## BEGIN Page extract

Guess I shouldnt get too stressed about only being 1/2 done with my 2014/15 wood... gotta be done by spring though!


----------



## Wood Duck (Oct 14, 2011)

If anyone asks why I have so much firewood in the back yard I tell them that burning dry wood is a whole lot nicer than burning wet, unseasoned wood, and they should try it. I also mention that I get an extra 30% more heat because I am not evaporating a lot of extra water. I doubt I have changed anyone's mind, but maybe a few are thinking it.


----------



## Backwoods Savage (Oct 14, 2011)

What really disturbs me is all the OWB's that are being sold and installed. One of the first things the sales people tell folks is that you can burn green wood in them. Of course you can and this is about as far as it goes. If folks would realize how much better the wood will burn and how much less would be required if they burned dry wood this area would have a lot cleaner air. However, lazy usually takes over and we see many who just cut as needed and throw it into the stove. They seem to be very proud of it too.


----------



## krex1010 (Oct 14, 2011)

BrotherBart said:
			
		

> One of my neighbors will have his wood for this year ready soon. Tree service cut down some big oaks in his yard a few days ago and now that it has stopped raining he is splitting it.


My next door neighbor loves his firewood guy because he gives him " good fresh oak" every year. Thankfully he only burns about a cord a year.  But he has actually offered me some of his to burn because my firewood looks "old and grey"


----------



## oldspark (Oct 14, 2011)

Whats so hard to understand about water dont burn?


----------



## willworkforwood (Oct 14, 2011)

BrotherBart said:
			
		

> One of my neighbors will have his wood for this year ready soon. Tree service cut down some big oaks in his yard a few days ago and now that it has stopped raining he is splitting it.

## END Page extract

Exercise description:
Could you extend the forum thread about burning seasoned firewood, starting right after the last quoted post it shows?

## BEGIN Collected data

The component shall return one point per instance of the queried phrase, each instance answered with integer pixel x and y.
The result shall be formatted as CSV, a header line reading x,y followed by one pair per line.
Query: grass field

## END Collected data

Output below:
Have some fun with it BB.  Tell him that it shouldn't be split or even bucked - just drag a log into the living room, pour some gas on it, and light it up.


----------



## Flatbedford (Oct 14, 2011)

There is a weird old guy about 1/2 mile from me that burns 24/7 fall winter. he gets logs from one of the local tree guys. He got some beautiful Black Locust two weeks ago. It is now all split and stacked outside his front door. The house and barn chimney are smoking away! Sometimes driving by his place is like driving through fog. I won't talk to him. A local old timer advised against trying to be friendly with the guy. When one kinda crusty local old timer tells the new, young guy that I should stay away, I do as he says.


----------



## adrpga498 (Oct 15, 2011)

oldspark said:
			
		

> Whats so hard to understand about water dont burn?




Now thats funny, best I've heard so far today.


----------



## Dix (Oct 15, 2011)

oldspark said:
			
		

> Whats so hard to understand about water dont burn?



OS, I have thought about this. Because 5-10 years ago when I was burning my fireplace to supplement the heat (old style heatalator, it did heat, when it was running), I never thought about dry/wet wood. I'd just order a cord or two, save the dead fall over the year, and fire away. I bought alot of ire starters, fat wood, etc. Never gave it a thought. 

Even when I started with the PE, I figured..naah, those guys are lying, I'll be OK with wood split in April (if I was lucky). Clogged my chimney by January the first year.(OK, ok, I worked on getting more seasoned wood, it didn't take long !)

The wake up call was when we had an oak tree cut down 3 years ago, and were left with a 10 foot upright trunk left. 8 months later, we cut it down, and the water poured out of it for a good 1/2 hour. Major "whooaaa" moment. I had had no idea. 

Most peeps don't realize how wet the wood is when a tree is cut down.

Says she who is as of this weekend or shortly after sitting on 10 +  cords, and with 6 + cords ready to go for this winter


----------



## wannabegreener (Oct 15, 2011)

fossil said:
			
		

> cptoneleg said:
> 
> 
> 
> ...



I was thinking the same thing.  That is hilarious


----------



## blacktail (Oct 15, 2011)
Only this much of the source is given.